Task requirements:
Each entry must be copied exactly, without omission.

**** Input material ****

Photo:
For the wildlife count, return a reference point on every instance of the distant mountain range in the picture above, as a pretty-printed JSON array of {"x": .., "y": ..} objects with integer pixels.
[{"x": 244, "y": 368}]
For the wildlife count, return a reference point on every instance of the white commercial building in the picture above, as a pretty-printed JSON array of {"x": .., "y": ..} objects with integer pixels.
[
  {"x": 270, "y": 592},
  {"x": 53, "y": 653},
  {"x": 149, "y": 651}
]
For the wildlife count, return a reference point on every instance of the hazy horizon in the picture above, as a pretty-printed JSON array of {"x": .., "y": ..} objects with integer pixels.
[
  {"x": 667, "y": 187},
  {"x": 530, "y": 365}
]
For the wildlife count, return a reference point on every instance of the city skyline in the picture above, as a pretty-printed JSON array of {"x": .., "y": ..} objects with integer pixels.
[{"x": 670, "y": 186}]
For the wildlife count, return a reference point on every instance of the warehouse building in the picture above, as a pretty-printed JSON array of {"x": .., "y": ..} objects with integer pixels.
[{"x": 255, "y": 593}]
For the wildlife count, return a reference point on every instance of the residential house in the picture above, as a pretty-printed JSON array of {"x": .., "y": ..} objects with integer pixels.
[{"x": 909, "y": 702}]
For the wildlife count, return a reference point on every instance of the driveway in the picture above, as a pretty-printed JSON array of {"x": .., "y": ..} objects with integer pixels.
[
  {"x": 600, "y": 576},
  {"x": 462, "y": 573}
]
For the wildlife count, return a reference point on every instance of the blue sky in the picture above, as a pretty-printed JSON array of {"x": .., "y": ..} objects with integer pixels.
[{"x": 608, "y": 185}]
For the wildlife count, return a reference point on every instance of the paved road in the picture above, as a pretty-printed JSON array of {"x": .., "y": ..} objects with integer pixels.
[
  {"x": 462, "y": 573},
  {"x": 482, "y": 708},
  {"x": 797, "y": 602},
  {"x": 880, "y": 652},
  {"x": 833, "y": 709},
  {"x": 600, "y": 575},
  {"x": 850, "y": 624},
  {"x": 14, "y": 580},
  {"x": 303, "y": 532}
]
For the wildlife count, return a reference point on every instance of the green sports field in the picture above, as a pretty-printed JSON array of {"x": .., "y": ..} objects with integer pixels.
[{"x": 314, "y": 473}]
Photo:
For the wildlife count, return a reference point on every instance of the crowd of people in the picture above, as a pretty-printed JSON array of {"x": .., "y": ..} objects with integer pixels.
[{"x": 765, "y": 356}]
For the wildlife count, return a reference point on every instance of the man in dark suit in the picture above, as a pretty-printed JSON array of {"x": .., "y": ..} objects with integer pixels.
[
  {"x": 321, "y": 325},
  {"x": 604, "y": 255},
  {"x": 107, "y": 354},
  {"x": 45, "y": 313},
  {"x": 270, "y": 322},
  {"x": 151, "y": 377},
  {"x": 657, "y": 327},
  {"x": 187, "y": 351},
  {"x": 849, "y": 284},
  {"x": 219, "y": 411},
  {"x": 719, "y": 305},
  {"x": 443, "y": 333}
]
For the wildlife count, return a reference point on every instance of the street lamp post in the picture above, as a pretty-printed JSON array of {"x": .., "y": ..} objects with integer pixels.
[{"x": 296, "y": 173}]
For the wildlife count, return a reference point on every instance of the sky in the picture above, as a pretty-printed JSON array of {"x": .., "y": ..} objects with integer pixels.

****

Expected output:
Photo:
For the wildlife count, return a reference point on every instance of the distant mountain range in the picture above, as a pretty-printed JSON array of {"x": .., "y": ..} objects with integer pixels.
[{"x": 244, "y": 368}]
For the wildlife count, return a reference point on every instance of the white commercial building in the picture above, as a pretty-printed JSON array of {"x": .., "y": ..} objects with integer pixels.
[
  {"x": 270, "y": 592},
  {"x": 53, "y": 653},
  {"x": 149, "y": 651}
]
For the wildlife count, return a reference point on every instance of the hazy horizon in the picture above, as a pretty-printed JSON array of {"x": .., "y": ..} objects with integer pixels.
[
  {"x": 667, "y": 187},
  {"x": 530, "y": 365}
]
For the wildlife count, return a reference point on every instance of the city skyline in the picture above, as a pretty-printed JSON array of {"x": .., "y": ..} objects with integer pixels.
[{"x": 670, "y": 186}]
For the wildlife count, return a reference point on every instance of the warehouse building in the picture above, as a pretty-printed JSON array of {"x": .., "y": ..} objects with integer pixels.
[{"x": 255, "y": 593}]
For the wildlife count, return a reference point on every instance of the residential house in the picture above, as a pretty-printed JSON array of {"x": .., "y": ..} objects with integer pixels.
[{"x": 909, "y": 702}]
For the wildlife count, return a reference point on every instance of the driveway in the picture above, as a pretty-printed JSON array of {"x": .., "y": ..} objects with integer pixels.
[
  {"x": 600, "y": 576},
  {"x": 462, "y": 573}
]
For the wildlife count, return a reference point on every instance of the blue sky in the picture above, as a pretty-printed JSON array of {"x": .., "y": ..} objects with integer pixels.
[{"x": 608, "y": 185}]
For the wildlife count, return a reference point on every instance of the paved road in the picture above, as a pretty-printed JSON array of {"x": .., "y": ..} objects with integer pixels.
[
  {"x": 462, "y": 573},
  {"x": 482, "y": 708},
  {"x": 797, "y": 602},
  {"x": 880, "y": 652},
  {"x": 833, "y": 709},
  {"x": 600, "y": 575},
  {"x": 850, "y": 624},
  {"x": 14, "y": 580},
  {"x": 303, "y": 532}
]
For the wildlife count, return a reference point on every instance of the green sports field in the picture above, as a pretty-printed JSON array of {"x": .., "y": ..} objects with integer pixels.
[{"x": 314, "y": 473}]
Photo:
For the wildlife count, return a reference point on every instance of the crowd of people in the picture above, as a pretty-printed JSON array of {"x": .., "y": ..} objects with integer pixels.
[{"x": 765, "y": 356}]
For the wildlife count, return a reference point on every instance of the man in dark suit in the picture above, as a pretty-printed JSON array of {"x": .., "y": ..} objects with integer pixels.
[
  {"x": 321, "y": 325},
  {"x": 604, "y": 255},
  {"x": 107, "y": 354},
  {"x": 45, "y": 313},
  {"x": 270, "y": 322},
  {"x": 151, "y": 377},
  {"x": 657, "y": 327},
  {"x": 187, "y": 351},
  {"x": 849, "y": 284},
  {"x": 219, "y": 411},
  {"x": 719, "y": 305},
  {"x": 443, "y": 333}
]
For the wildlife count, return a reference point on every instance of the street lamp post in the picture above, as a pretty-printed JSON array of {"x": .., "y": ..} objects with integer pixels.
[{"x": 296, "y": 173}]
For the wildlife count, return a reference point on every instance of the sky in the picture above, as a pretty-printed JSON array of {"x": .., "y": ..} objects with integer pixels.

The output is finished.